### EXERCISE DETAILS
From the line with "Target: sidewalk" to the final line of the records, reproduce every line exactly and only those lines.

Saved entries
- - - - - - -

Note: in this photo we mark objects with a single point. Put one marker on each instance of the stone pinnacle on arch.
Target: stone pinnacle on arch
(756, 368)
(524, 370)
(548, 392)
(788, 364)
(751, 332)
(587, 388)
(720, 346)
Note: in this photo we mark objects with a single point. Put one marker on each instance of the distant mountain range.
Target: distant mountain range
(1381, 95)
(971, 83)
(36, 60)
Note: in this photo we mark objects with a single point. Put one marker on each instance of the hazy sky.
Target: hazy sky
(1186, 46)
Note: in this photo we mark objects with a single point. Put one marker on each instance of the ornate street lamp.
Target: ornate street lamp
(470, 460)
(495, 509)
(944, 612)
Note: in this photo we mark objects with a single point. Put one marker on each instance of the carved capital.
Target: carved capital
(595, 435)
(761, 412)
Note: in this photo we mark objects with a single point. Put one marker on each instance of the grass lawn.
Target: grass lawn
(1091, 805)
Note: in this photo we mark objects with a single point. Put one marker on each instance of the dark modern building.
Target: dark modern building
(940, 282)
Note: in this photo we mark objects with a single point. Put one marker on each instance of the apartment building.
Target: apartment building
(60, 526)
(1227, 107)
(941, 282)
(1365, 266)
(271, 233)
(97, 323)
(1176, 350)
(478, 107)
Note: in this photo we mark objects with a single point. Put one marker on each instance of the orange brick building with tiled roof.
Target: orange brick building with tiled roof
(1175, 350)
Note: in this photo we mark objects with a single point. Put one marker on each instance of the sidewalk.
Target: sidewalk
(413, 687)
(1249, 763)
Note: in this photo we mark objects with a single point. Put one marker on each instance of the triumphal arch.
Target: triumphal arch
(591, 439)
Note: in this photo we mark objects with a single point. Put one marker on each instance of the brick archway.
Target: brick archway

- - - - - - -

### RESULT OF THE EXERCISE
Target: sidewalk
(413, 687)
(1249, 763)
Note: in this photo we mark objects with a single point. Put one marker on each instance of the triumphal arch.
Target: triumphal arch
(591, 439)
Note: in this photo we mark objects with a single point. Put one marker on each instance of the brick archway.
Target: brick archway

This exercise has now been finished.